Problem description
Reproduce verbatim the passage of the Ohio Commodore text below, starting at "The Association of" and ending at "David W. Johnson.".

Reading passage
>> Start

Awarded by Ohio
- Type: State order
- Established: 1966
- Country: United States
- Seat: Buckeye Lake, Ohio
- Eligibility: Civilian
- Criteria: Recognition for outstanding contributions to economic development.
- Status: Honorary
- Founder: Governor James A. Rhodes

Statistics
- First induction: 1966
- Last induction: Current
- Total inductees: Over 600

= Ohio Commodore =

Highest civic honor awarded by the US state of Ohio

Ohio Commodore is Ohio's highest honor and an honorary title bestowed upon individuals by the governor of Ohio in recognition for outstanding contributions to economic development. It is not a military rank and has no association with the Ohio Naval Militia. Ohio Commodores have served as international trade mission participants, received international delegations, and acted as the Governor's honor guard at official events.

== Organizational history and Leadership ==
Founded by Ohio Governor James A. Rhodes in 1966 during a ceremony at the Perry Monument at Put-In Bay. Named for the hero of the Battle of Lake Erie in 1813, Commodore Oliver Hazard Perry, Governor Rhodes established the Executive Order of the Ohio Commodores (which encompasses membership in the Association) to honor 60 Ohio businessmen who accompanied him on Ohio's first international trade mission. Since then, over 600 men and women have been appointed to the Executive Order of the Ohio Commodore as recognition of their contributions to economic development in their communities, and to the State of Ohio.

The Association of Ohio Commodores is led by an executive committee, sub-committees, board of trustees, and four regional directors. The executive committee is composed of a Grand Commodore, Fleet Commodore, Purser, and the immediate Past Grand Commodore. The current Grand Commodore is David W. Johnson.

>> End

Recorded information
>> Start

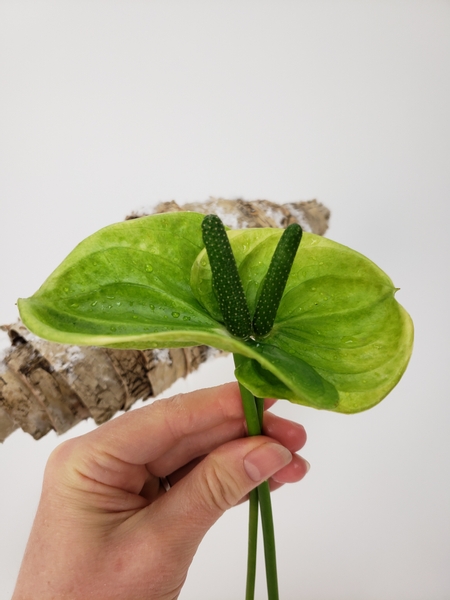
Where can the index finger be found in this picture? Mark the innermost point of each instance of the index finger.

>> End

Solution to the problem
The Association of Ohio Commodores is led by an executive committee, sub-committees, board of trustees, and four regional directors. The executive committee is composed of a Grand Commodore, Fleet Commodore, Purser, and the immediate Past Grand Commodore. The current Grand Commodore is David W. Johnson.